[Text provided Boundary: Start]

Pacific Legal Foundation
- Formation: March 5, 1973; 53 years ago
- Type: 501(c)(3) nonprofit organization
- Tax ID no.: 94-2197343
- Headquarters: 555 Capitol Mall, Suite 1290 Sacramento, California, U.S.
- President and CEO: Steven D. Anderson
- Chair: Robert D. Connors
- Revenue: $31.6 million (2024)
- Expenses: $35.5 million (2024)
- Website: pacificlegal.org

= Pacific Legal Foundation =

American libertarian public interest law firm

The Pacific Legal Foundation (PLF) is an American libertarian nonprofit public interest law firm. PLF attorneys provide pro bono legal representation, file amicus curiae briefs and hold administrative proceedings with the stated goal of supporting property rights, equality and opportunity, and the separation of powers. The organization is the first and oldest libertarian public interest law firm, having been founded in 1973.

Pacific Legal Foundation is primarily funded by donations from individuals, foundations, associations, and small businesses. Except for court-awarded attorney fees for case victories, the organization receives no government funding. The foundation is generally described as supporting libertarian or conservative causes.

[Text provided Boundary: End]

## Your objective:
Quote the Pacific Legal Foundation text word for word, everything from "- Expenses: $35.5" down to "founded in 1973.".

[Supplied information Boundary: Start]

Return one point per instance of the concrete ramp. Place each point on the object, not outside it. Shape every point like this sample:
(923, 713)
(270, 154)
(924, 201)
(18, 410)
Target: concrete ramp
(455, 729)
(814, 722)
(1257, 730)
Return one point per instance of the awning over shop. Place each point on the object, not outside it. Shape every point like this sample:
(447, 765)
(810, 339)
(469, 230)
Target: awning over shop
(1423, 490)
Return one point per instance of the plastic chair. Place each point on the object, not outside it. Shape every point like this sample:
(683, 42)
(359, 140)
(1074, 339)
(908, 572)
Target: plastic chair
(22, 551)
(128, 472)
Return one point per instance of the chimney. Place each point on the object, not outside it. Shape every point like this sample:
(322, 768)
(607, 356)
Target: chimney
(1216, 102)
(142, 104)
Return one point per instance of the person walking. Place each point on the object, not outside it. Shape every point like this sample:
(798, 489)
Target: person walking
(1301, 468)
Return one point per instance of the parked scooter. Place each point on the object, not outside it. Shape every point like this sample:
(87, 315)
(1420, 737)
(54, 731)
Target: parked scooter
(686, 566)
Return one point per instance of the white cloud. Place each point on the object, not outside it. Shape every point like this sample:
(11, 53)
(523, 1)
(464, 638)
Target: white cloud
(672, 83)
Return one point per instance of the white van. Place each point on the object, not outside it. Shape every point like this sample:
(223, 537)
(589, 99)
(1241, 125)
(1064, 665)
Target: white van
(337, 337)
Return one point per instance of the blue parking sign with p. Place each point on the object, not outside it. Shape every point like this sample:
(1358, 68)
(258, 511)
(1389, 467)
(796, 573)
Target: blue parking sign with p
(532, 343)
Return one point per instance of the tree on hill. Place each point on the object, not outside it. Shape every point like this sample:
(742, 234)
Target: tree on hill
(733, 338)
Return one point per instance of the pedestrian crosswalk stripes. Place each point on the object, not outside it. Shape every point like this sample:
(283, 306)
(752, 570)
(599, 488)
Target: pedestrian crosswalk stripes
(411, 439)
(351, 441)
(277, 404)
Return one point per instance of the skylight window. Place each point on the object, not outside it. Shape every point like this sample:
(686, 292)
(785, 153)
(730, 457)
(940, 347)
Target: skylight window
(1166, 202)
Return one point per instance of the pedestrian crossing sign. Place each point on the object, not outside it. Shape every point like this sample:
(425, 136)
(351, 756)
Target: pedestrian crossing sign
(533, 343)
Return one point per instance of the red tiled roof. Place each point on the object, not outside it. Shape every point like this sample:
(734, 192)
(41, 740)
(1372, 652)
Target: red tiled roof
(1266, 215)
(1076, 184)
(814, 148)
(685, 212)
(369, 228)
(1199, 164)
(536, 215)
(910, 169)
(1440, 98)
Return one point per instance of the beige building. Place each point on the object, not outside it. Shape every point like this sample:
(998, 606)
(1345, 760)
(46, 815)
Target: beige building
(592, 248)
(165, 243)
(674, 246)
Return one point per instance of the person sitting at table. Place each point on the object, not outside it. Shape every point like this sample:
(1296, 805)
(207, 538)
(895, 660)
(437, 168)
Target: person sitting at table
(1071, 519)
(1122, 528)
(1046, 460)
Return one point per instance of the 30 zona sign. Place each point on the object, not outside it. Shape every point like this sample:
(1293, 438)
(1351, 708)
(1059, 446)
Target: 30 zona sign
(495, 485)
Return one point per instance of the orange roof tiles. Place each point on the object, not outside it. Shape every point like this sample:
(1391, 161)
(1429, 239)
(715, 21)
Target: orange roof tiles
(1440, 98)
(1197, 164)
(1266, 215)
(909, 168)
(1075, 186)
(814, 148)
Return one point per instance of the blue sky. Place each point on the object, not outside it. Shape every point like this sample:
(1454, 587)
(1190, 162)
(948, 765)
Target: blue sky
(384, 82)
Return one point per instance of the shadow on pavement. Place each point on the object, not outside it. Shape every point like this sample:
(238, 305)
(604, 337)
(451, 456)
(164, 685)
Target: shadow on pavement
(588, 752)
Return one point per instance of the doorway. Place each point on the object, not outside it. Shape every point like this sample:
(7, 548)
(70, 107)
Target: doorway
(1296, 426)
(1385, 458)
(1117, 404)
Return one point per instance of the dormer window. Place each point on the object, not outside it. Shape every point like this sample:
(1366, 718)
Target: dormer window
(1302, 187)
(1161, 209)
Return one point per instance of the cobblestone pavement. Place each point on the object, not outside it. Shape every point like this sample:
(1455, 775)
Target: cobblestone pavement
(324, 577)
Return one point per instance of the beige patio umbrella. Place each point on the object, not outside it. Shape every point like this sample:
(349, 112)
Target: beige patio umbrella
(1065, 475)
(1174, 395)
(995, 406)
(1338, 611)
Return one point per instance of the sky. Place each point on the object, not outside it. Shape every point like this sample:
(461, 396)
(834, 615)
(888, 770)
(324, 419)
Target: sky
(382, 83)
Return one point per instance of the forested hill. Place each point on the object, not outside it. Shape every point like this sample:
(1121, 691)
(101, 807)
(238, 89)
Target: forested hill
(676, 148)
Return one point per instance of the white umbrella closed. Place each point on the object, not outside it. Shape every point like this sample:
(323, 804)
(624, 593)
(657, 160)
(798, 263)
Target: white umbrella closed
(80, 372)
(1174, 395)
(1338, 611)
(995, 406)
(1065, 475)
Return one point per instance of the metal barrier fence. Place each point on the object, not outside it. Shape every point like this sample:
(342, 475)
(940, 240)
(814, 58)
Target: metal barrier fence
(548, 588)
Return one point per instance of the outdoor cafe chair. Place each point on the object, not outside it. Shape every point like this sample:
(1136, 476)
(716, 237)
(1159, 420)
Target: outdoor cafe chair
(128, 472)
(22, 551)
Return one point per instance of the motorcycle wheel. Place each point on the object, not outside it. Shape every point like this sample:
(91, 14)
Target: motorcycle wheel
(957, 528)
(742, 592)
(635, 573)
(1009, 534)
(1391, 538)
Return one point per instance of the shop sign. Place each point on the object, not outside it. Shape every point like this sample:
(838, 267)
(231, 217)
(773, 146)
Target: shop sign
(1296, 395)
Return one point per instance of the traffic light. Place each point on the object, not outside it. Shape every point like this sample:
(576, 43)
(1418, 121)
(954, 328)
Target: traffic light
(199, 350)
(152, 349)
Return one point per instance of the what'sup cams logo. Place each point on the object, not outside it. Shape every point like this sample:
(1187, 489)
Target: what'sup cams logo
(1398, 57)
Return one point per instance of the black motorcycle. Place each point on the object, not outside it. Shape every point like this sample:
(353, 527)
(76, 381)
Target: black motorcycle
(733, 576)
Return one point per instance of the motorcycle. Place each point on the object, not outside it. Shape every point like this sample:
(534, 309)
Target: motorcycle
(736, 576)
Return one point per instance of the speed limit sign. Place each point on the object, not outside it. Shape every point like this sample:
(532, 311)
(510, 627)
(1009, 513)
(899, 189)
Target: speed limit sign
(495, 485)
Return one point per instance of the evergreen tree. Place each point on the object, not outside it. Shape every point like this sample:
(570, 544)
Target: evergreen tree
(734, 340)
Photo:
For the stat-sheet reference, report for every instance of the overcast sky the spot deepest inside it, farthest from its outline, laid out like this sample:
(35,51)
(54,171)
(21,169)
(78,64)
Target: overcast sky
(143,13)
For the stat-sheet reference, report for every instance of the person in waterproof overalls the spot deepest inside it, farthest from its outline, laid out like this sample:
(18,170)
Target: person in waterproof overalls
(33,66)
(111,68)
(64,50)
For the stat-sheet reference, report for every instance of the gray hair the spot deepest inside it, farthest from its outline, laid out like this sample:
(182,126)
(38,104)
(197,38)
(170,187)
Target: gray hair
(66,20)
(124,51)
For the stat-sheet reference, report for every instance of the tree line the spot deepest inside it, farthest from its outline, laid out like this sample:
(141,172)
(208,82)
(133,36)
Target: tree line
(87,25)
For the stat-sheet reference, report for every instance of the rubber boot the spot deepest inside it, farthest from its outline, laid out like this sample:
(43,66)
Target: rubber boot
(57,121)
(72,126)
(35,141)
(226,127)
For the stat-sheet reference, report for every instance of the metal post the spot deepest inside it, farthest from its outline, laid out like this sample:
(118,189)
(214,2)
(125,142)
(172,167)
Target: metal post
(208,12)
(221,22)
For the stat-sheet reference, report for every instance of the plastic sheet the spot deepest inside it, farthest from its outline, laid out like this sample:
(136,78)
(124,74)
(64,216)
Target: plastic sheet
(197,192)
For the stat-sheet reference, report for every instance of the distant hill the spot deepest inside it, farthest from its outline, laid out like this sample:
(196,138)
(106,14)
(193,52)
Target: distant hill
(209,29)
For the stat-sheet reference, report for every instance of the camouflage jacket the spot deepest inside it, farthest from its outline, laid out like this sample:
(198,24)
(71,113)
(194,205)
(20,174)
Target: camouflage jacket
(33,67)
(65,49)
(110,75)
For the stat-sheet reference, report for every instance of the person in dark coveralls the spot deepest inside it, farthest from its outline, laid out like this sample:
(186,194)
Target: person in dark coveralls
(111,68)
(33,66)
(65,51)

[Supplied information Boundary: End]

## Reply to the exercise:
- Expenses: $35.5 million (2024)
- Website: pacificlegal.org

= Pacific Legal Foundation =

American libertarian public interest law firm

The Pacific Legal Foundation (PLF) is an American libertarian nonprofit public interest law firm. PLF attorneys provide pro bono legal representation, file amicus curiae briefs and hold administrative proceedings with the stated goal of supporting property rights, equality and opportunity, and the separation of powers. The organization is the first and oldest libertarian public interest law firm, having been founded in 1973.